[Metin alıntısı]:

Şu anda Arap baharının esmiş olduğu ülkelerin tamamı, batı ittifakına karşı Sovyetler rejiminin korumasına sığındı.

Rejim Nusayri azınlığa her türlü hakkı tanır iken, diğer halk katmanları kutu la yemut bir hayat yaşamak zorunda bırakıldılar.

Ama, Baas rejiminin diktası altında bulunan ülkelerdeki Müslüman halklar “Kul Cael Hakku ve Zehekel Batıl, İnnel Batıle Kane Zehuvka- DEKİ HAK GELDİ, BATIL ZAİL/YOK/ OLDU. ŞÜPHESİZ BATIL YOK OLMAYA MAHKUMDUR” ayeti kerimesinin manevi korunağına sığındılar ve İhvani Müslümin şemsiyesi altında varlıklarını sürdürmeye gayret ettiler.

Tüm bunlar olur iken Türkiye Esed rejimi ile tarihinde görülmemiş biçimde sıcak ilişkiler kurdu.

Ortak Bakanlar kurulu toplantıları yapıldı.

Rejim aynı rejimdi ama komşu ülkelerle sıfır sorun prensibini iyiden iyiye benimseyen Türkiye, kendi bölgesinde bir anlamda liderliğini yaptığı yeni bir sistemin lokomotifi oldu.

Batılıların ŞENGEN’İNE karşılık, Türkiye, Suriye, Ürdün ve Lübnan’ın katılımı ile Ortadoğunun ŞAMGEN’İ oluşturuldu ve bu birlikteliğin diğer İslam ülkelerine açık olduğu ifade edildi.

Mısırı etkileyen Arap Baharının Suriye’ye uğrayacağında şüphe yoktu, ama ülkenin her tarafında kök salmış olan Nusayri azınlığın, hele ki, Askeriyeyi de ellerinde tutması sebebiyle, ne taraftan eseceği belli değildi.

Sebebini anlayamadığımız bir el “Suriye’ye de bahar geldi, hadi papatya toplamaya gidiyoruz” işareti yaptı.

[Verilen liste]:

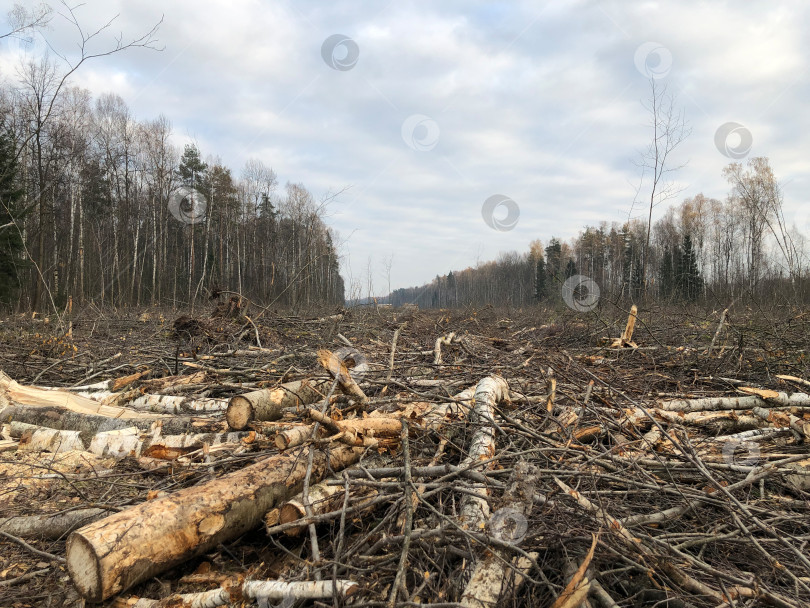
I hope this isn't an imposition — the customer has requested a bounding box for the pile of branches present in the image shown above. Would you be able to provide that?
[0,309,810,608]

==

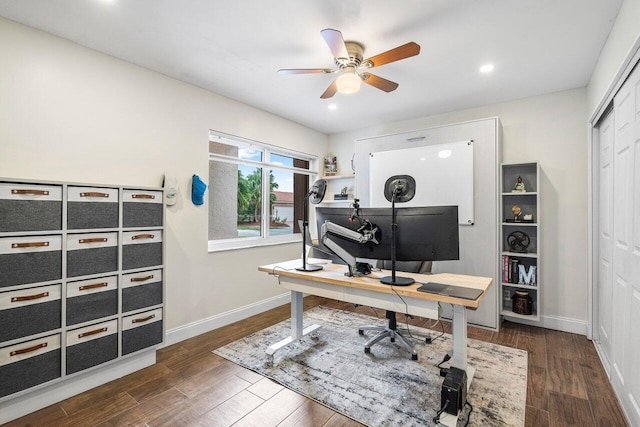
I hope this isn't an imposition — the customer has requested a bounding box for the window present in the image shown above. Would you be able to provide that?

[Alıştırma yönergeleri]:
[A] Metin alıntısının "Ortak Bakanlar kurulu" ile başlayıp "olduğu ifade edildi." ifadesine kadar süren bölümünü aynen yeniden yazın.
[B] Metin alıntısına göre Arap Baharı'nın Suriye'de ne taraftan eseceği neden belli değildi? Bir ila üç cümleyle açıklayın.
[C] Lütfen metin alıntısındaki "Tüm bunlar olur iken Türkiye Esed rejimi ile tarihinde görülmemiş biçimde sıcak ilişkiler kurdu." cümlesini İngilizceye çevirin.

[Tam çözümler]:
[A]
Ortak Bakanlar kurulu toplantıları yapıldı.

Rejim aynı rejimdi ama komşu ülkelerle sıfır sorun prensibini iyiden iyiye benimseyen Türkiye, kendi bölgesinde bir anlamda liderliğini yaptığı yeni bir sistemin lokomotifi oldu.

Batılıların ŞENGEN’İNE karşılık, Türkiye, Suriye, Ürdün ve Lübnan’ın katılımı ile Ortadoğunun ŞAMGEN’İ oluşturuldu ve bu birlikteliğin diğer İslam ülkelerine açık olduğu ifade edildi.

[B] Nusayri azınlık ülkenin her tarafında kök salmıştı. Üstelik askeriyeyi de elinde tutuyordu. Bu yüzden baharın ne taraftan eseceği belli değildi.

[C] While all this was happening, Turkey established warm relations with the Assad regime, in a way unprecedented in its history.